> **DATA LISTING**
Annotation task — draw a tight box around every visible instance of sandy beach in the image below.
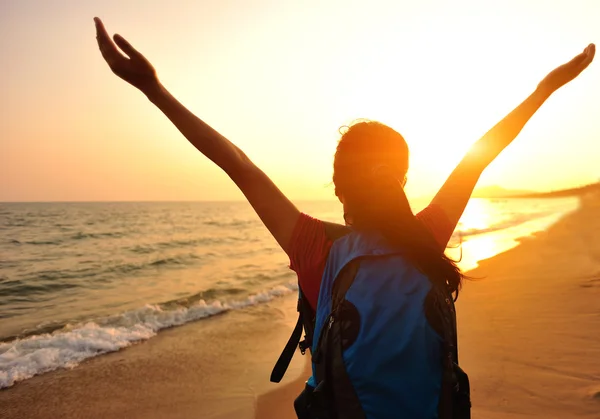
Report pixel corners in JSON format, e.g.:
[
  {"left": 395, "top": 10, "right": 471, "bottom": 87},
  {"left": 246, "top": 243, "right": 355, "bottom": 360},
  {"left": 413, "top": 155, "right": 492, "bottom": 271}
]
[{"left": 0, "top": 198, "right": 600, "bottom": 419}]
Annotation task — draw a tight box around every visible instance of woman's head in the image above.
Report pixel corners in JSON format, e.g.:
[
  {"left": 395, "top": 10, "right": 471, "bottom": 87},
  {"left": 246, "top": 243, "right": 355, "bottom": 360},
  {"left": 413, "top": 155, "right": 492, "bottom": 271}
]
[
  {"left": 333, "top": 121, "right": 408, "bottom": 212},
  {"left": 333, "top": 121, "right": 462, "bottom": 296}
]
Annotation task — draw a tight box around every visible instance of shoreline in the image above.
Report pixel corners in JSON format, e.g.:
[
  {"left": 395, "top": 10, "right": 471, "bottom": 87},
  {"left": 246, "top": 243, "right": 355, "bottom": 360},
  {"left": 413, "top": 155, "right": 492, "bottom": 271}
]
[{"left": 0, "top": 198, "right": 600, "bottom": 419}]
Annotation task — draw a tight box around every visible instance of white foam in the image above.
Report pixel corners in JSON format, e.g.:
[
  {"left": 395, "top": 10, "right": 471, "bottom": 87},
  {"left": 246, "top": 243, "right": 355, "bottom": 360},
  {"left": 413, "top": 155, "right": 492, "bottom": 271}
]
[{"left": 0, "top": 283, "right": 298, "bottom": 389}]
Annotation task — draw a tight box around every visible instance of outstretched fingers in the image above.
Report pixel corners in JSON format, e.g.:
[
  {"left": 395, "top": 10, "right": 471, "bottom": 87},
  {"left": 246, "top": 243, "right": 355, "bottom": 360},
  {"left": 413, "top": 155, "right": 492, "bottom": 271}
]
[
  {"left": 94, "top": 17, "right": 125, "bottom": 66},
  {"left": 113, "top": 34, "right": 142, "bottom": 58}
]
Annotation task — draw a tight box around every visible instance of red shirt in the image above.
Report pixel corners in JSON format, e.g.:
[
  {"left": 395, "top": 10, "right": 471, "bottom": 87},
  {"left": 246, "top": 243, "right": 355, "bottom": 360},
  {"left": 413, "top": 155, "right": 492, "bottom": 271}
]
[{"left": 290, "top": 205, "right": 454, "bottom": 309}]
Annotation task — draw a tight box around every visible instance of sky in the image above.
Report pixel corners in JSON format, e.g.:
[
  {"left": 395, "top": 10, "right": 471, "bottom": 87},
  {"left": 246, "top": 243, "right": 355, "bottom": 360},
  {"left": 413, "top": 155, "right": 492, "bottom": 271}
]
[{"left": 0, "top": 0, "right": 600, "bottom": 201}]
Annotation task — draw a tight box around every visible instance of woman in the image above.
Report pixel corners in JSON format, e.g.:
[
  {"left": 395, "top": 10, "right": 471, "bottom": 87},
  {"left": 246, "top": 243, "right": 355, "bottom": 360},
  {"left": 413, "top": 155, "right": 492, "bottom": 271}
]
[{"left": 94, "top": 18, "right": 595, "bottom": 417}]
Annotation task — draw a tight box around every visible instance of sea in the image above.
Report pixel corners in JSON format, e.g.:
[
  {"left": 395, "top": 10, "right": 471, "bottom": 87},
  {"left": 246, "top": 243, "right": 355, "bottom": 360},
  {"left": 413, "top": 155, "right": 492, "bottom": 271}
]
[{"left": 0, "top": 198, "right": 579, "bottom": 389}]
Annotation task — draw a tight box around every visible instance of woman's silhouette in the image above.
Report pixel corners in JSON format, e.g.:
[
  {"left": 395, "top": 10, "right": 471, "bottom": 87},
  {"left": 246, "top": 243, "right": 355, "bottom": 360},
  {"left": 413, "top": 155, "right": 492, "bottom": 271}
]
[{"left": 95, "top": 18, "right": 595, "bottom": 416}]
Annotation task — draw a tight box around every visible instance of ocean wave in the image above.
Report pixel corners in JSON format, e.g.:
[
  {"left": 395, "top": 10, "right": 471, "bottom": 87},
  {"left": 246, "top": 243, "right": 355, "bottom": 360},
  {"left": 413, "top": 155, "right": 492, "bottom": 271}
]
[
  {"left": 0, "top": 283, "right": 297, "bottom": 389},
  {"left": 455, "top": 212, "right": 556, "bottom": 237}
]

> **TASK DETAILS**
Which lines in the entries above contain the string "woman"? Pull out every such line in full, counting only matches with the same capitalization.

> **EXERCISE SOLUTION**
Annotation task — draw a tight box around every visible instance of woman's head in the image above.
Annotation task — draw a tight box around every visible instance of woman in the image above.
Annotation task — draw a tight box around every visible instance of woman's silhouette in the image above.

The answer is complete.